● Instructions for the task
Reproduce the following passage on human networks and automated machine learning systems word for word, with no changes to its wording or punctuation.

● Reading text
---*---

Human networks versus automated machine learning systems
A question naturally arises on the performance of conventional human-moderated early warning networks versus more nascent automated machine learning systems. Reports from the creators of both approaches suggest that the ProMED email network of health professionals and the automated systems that extract information from the internet and social media in fact complement each other. The human editors at ProMED’s network also have access to the reporting of HealthMAP, BlueDot, and other automated systems and use that information to help interpret the email messages they receive and shape their reports.
While HealthMap is based on a customized automated natural language processing system, humans play key roles in its operation, including analysts who provide feedback by correcting errors and public individuals who provide information as “citizen epidemiologists.” HealthMap and ProMED were, furthermore, founding partners in the establishment EpiCore, a new and more formal worldwide network of health professionals who can be asked to verify evidence of disease outbreaks found by automated systems.
Professional networks and automated systems can work together to accurately identify the signals of a major new outbreak in the noise of everyday activities, and help to avoid the twin problems of too many false alarms or too few early alerts. The information collected by automated systems can help human professionals make judgements on when to sound an alarm about a major potential outbreak.

---*---

● Supplied information
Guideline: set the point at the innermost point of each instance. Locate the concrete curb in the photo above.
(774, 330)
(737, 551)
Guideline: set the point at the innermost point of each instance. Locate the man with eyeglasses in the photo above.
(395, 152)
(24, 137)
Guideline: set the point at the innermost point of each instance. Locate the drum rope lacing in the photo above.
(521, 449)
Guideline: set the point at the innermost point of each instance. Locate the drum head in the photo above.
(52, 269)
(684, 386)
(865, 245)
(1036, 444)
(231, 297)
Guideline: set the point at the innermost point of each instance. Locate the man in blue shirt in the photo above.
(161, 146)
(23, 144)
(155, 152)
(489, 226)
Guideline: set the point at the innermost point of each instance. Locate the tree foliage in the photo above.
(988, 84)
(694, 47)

---*---

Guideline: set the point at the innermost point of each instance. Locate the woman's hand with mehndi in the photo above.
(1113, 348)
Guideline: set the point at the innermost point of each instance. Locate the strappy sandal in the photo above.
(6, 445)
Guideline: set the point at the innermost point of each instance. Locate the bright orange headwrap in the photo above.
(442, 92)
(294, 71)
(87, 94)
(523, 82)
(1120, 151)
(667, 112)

---*---

● Response
Human networks versus automated machine learning systems
A question naturally arises on the performance of conventional human-moderated early warning networks versus more nascent automated machine learning systems. Reports from the creators of both approaches suggest that the ProMED email network of health professionals and the automated systems that extract information from the internet and social media in fact complement each other. The human editors at ProMED’s network also have access to the reporting of HealthMAP, BlueDot, and other automated systems and use that information to help interpret the email messages they receive and shape their reports.
While HealthMap is based on a customized automated natural language processing system, humans play key roles in its operation, including analysts who provide feedback by correcting errors and public individuals who provide information as “citizen epidemiologists.” HealthMap and ProMED were, furthermore, founding partners in the establishment EpiCore, a new and more formal worldwide network of health professionals who can be asked to verify evidence of disease outbreaks found by automated systems.
Professional networks and automated systems can work together to accurately identify the signals of a major new outbreak in the noise of everyday activities, and help to avoid the twin problems of too many false alarms or too few early alerts. The information collected by automated systems can help human professionals make judgements on when to sound an alarm about a major potential outbreak.